#### Provided material ####
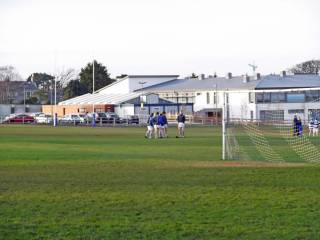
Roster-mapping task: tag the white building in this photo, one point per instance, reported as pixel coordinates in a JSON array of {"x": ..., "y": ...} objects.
[
  {"x": 122, "y": 98},
  {"x": 271, "y": 98}
]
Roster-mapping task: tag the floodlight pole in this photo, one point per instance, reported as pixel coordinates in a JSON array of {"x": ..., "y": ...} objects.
[
  {"x": 55, "y": 102},
  {"x": 224, "y": 127},
  {"x": 93, "y": 112},
  {"x": 215, "y": 104},
  {"x": 55, "y": 118}
]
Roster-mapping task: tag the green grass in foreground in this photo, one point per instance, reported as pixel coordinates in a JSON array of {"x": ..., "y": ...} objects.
[{"x": 104, "y": 183}]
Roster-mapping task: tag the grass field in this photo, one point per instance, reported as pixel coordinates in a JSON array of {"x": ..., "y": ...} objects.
[{"x": 111, "y": 183}]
####
Exercise directions: Rename "grass field" to "playing field" in the data from the line containing "Roster-mapping task: tag the grass" through the end of the data, inclusive. Leave everything else unchanged.

Correct output:
Roster-mapping task: tag the playing field in this photo, one point per instance, reported as pixel coordinates in a JSON array of {"x": ..., "y": ...} objects.
[{"x": 111, "y": 183}]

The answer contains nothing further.